> Passage for review:
☆ ☆ ☆ ☆

Adam Tooze is the Kathryn and Shelby Cullom Davis professor of history and the director of the European Institute at Columbia University. He’s the author of many books, including Crashed: How a Decade of Financial Crises Changed the World — which is, in my view, the single best history of the 2008 financial crisis and its extraordinary aftermath.
That aftermath shapes the context in which the coronavirus is happening — both the economic reality it’s disrupting and the intellectual and policy tools the world’s governments are calling forth in the response. In some ways, that’s a good thing: The world learned much about responding to financial crises in 2008. But in other ways, it’s dangerous: This is a very different sort of economic crisis than 2008, and if we can’t see it for what it is — if we refight the last crisis, rather than this one — we will fail.
I spoke with Tooze over the phone. A transcript of our conversation, lightly edited for clarity and length, follows.
In your great history of the financial crisis, Crashed, you argue that American policymakers had spent years preparing for the wrong crises, which left them confused when the real crisis came and it wasn’t what they expected. With that history in mind, do you think policymakers are seeing this crisis clearly, or are they locked in past arguments?
It’s been shocking. So much of what’s happening in financial markets today seems incredibly familiar to anyone who spent a lot of time in the 2007-’08 story and its aftermath. The language, the script, even the names — the people who are actually contributing to the conversation — are a very similar group.
On the other hand, there’s this incredibly unfamiliar trigger. This isn’t how most of us imagined this would happen at all. It isn’t as though I was unaware of pandemic risks, but very few people contemplated the exact playbook we’ve seen: the very deliberate government shutdown of all of the major economies of the world, triggering this epic shock in the financial markets.
So we need to differentiate between two strands of the conversation. One strand of the conversation is what’s been going on in the financial markets. That is, to an extraordinary extent, a rerun of 2008 with slight modifications. We understand macrofinance far better than we did 15 years ago, so none of us are spending too much time on macroeconomic imbalances, like America’s current account deficit. To that extent, 2008 is a good guide to the mechanics of stabilizing the financial markets. And I think the Fed and ECB [European Central Bank] have internalized this.

☆ ☆ ☆ ☆

> Dataset extract:
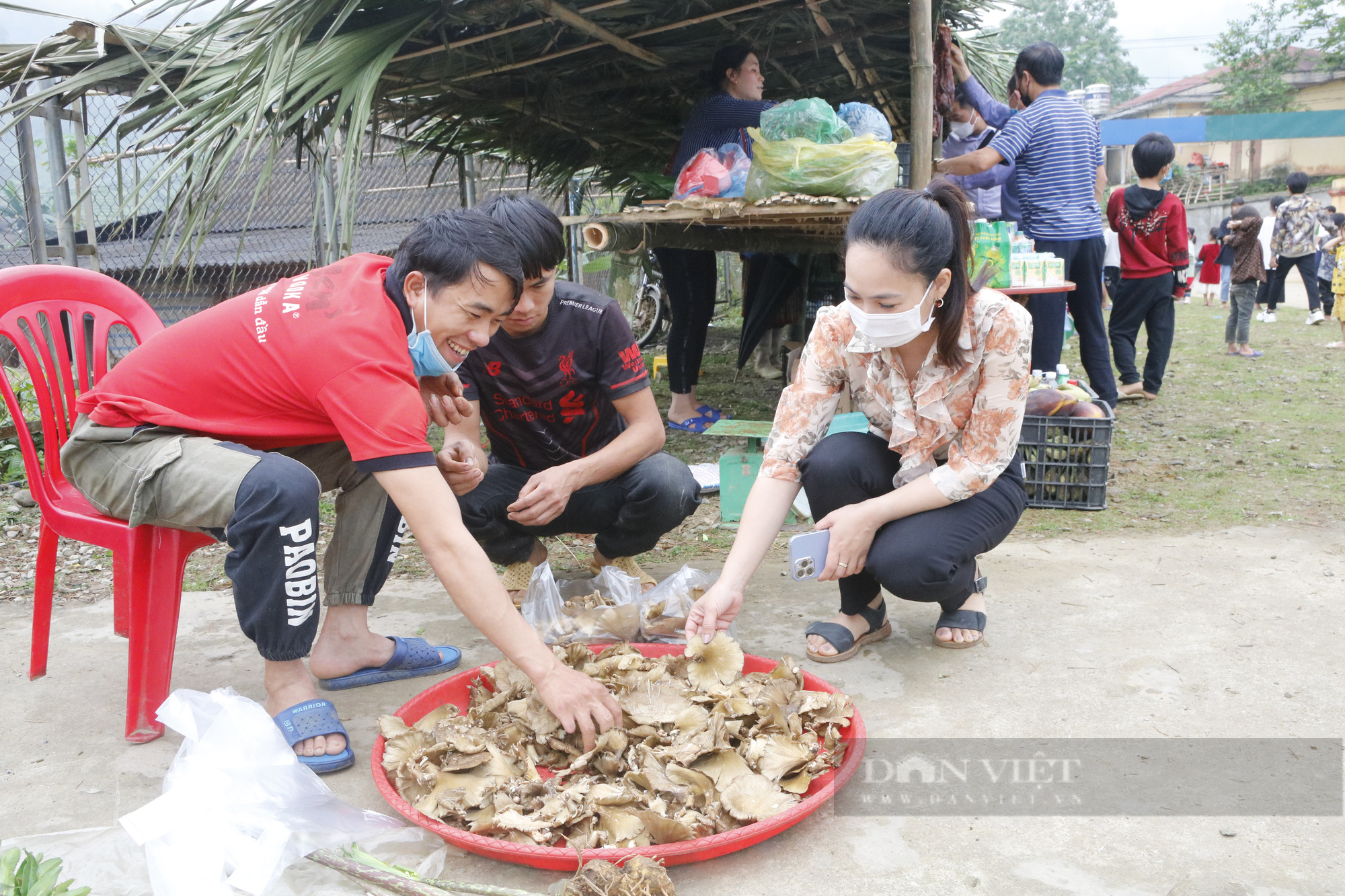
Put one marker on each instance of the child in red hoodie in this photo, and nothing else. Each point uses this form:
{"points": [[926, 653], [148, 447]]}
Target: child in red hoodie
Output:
{"points": [[1152, 228]]}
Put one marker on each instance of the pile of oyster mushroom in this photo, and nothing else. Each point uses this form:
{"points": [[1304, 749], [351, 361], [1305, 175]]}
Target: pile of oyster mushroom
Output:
{"points": [[703, 749]]}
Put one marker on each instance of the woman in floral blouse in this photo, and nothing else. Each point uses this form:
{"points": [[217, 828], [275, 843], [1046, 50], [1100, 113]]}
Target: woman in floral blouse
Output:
{"points": [[942, 370]]}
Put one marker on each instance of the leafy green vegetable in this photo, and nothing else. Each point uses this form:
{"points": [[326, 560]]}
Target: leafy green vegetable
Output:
{"points": [[24, 873]]}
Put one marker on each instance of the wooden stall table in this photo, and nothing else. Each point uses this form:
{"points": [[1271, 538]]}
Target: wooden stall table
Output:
{"points": [[794, 224], [1020, 294]]}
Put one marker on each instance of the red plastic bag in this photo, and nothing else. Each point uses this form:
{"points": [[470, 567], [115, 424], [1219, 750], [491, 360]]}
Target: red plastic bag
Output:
{"points": [[703, 175]]}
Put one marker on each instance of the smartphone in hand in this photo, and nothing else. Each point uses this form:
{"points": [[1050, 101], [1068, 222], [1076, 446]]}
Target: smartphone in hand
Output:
{"points": [[809, 555]]}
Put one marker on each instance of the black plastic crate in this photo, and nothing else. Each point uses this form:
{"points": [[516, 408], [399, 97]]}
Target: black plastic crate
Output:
{"points": [[1066, 460]]}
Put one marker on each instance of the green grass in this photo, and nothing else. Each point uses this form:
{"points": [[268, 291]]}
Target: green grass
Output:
{"points": [[1230, 440]]}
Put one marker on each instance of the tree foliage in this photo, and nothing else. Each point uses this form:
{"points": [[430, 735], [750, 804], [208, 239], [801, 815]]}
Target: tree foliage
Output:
{"points": [[1086, 33], [1327, 24], [1258, 53]]}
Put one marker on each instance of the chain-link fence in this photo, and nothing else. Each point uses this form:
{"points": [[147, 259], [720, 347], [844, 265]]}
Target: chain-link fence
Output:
{"points": [[255, 240]]}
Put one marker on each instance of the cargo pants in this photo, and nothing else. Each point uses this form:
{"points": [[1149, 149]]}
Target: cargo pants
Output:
{"points": [[263, 503]]}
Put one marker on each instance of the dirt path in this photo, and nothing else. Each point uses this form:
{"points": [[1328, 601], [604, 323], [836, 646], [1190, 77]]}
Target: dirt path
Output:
{"points": [[1231, 633]]}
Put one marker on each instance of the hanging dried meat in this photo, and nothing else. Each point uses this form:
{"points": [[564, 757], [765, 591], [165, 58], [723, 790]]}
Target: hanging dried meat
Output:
{"points": [[944, 83]]}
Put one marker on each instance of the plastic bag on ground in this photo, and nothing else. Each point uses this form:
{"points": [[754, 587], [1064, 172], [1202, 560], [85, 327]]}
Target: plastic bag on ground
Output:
{"points": [[568, 612], [812, 119], [110, 861], [738, 162], [703, 175], [237, 807], [664, 608], [866, 120], [859, 167]]}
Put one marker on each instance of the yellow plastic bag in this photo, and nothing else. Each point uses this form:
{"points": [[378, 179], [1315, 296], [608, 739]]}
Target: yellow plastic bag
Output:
{"points": [[859, 167]]}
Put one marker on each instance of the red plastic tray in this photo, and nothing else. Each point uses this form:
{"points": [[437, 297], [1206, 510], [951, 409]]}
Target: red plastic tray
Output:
{"points": [[455, 690]]}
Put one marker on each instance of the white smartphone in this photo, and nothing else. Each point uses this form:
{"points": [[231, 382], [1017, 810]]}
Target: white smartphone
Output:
{"points": [[809, 555]]}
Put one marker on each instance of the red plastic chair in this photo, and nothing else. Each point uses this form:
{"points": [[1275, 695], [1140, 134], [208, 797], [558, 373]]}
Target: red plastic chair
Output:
{"points": [[50, 313]]}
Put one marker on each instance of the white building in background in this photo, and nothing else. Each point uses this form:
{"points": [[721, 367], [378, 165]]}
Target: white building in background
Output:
{"points": [[1316, 89]]}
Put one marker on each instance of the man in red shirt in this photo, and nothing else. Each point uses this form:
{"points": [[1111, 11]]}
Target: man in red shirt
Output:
{"points": [[1152, 227], [575, 432], [235, 420]]}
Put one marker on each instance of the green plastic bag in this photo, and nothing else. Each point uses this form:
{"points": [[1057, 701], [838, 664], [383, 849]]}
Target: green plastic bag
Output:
{"points": [[859, 167], [992, 245], [812, 119]]}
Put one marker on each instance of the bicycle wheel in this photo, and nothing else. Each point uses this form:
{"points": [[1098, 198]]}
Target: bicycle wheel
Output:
{"points": [[645, 313]]}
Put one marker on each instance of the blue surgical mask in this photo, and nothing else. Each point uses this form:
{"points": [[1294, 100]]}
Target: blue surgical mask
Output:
{"points": [[427, 358]]}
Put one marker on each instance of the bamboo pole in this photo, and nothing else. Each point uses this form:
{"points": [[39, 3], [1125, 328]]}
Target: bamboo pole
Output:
{"points": [[498, 33], [32, 185], [592, 29], [84, 182], [922, 93]]}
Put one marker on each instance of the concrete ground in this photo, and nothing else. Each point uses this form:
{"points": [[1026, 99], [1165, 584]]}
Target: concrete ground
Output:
{"points": [[1234, 634]]}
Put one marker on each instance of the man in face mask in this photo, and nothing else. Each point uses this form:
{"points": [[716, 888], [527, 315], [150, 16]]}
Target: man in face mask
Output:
{"points": [[968, 132]]}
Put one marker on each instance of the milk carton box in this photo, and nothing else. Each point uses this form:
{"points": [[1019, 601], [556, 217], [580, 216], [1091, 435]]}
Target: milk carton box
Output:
{"points": [[1035, 272], [1055, 272]]}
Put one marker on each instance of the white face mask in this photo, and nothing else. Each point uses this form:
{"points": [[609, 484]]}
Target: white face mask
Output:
{"points": [[892, 330]]}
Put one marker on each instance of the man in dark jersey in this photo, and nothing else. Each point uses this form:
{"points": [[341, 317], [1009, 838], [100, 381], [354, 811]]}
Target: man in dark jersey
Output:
{"points": [[575, 432], [235, 420]]}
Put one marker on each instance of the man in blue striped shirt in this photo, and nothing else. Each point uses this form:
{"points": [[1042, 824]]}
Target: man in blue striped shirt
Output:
{"points": [[1058, 150]]}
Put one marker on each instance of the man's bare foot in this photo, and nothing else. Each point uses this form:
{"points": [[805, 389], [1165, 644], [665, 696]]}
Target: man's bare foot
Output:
{"points": [[289, 685], [599, 560], [976, 602], [537, 559], [857, 624], [345, 645]]}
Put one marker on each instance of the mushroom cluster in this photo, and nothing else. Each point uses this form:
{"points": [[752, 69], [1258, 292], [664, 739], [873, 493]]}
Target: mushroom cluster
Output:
{"points": [[703, 748], [666, 619], [594, 618]]}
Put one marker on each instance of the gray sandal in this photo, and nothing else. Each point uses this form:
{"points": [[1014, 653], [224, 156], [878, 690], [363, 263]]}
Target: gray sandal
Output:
{"points": [[844, 639], [970, 619]]}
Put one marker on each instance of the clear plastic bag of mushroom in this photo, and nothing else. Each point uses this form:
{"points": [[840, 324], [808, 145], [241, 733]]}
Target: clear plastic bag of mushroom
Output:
{"points": [[584, 611], [704, 748], [664, 608]]}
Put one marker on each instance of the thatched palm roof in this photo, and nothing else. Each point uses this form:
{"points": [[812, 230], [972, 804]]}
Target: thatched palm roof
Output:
{"points": [[560, 87]]}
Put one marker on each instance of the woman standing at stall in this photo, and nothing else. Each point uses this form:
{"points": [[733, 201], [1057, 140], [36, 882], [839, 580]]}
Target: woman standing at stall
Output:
{"points": [[689, 275], [942, 370]]}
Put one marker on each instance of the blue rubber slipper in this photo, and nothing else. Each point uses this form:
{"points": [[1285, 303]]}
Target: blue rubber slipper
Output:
{"points": [[412, 658], [310, 720], [693, 424]]}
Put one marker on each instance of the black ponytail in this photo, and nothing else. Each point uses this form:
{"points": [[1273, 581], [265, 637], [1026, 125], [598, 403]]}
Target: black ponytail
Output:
{"points": [[923, 232], [726, 58]]}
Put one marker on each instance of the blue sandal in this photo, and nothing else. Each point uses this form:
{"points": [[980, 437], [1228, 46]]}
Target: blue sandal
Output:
{"points": [[972, 619], [310, 720], [844, 639], [412, 658], [692, 424]]}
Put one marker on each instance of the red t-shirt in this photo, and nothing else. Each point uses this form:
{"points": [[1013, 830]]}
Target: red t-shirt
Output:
{"points": [[1152, 232], [321, 357]]}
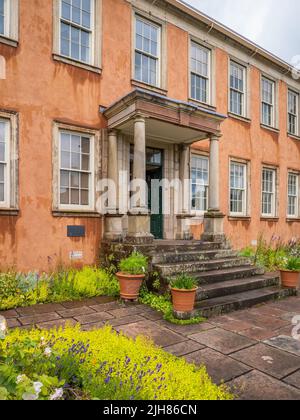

☆ ☆ ☆ ☆

> Problem set:
1) In the interview with Adam Tooze, what two positions does Tooze hold at Columbia University?
2) From the interview with Adam Tooze, quote word for word the stretch from "I spoke with" through "in past arguments?".

> Answers in order:
1) He is the Kathryn and Shelby Cullom Davis professor of history and the director of the European Institute.

2)
I spoke with Tooze over the phone. A transcript of our conversation, lightly edited for clarity and length, follows.
In your great history of the financial crisis, Crashed, you argue that American policymakers had spent years preparing for the wrong crises, which left them confused when the real crisis came and it wasn’t what they expected. With that history in mind, do you think policymakers are seeing this crisis clearly, or are they locked in past arguments?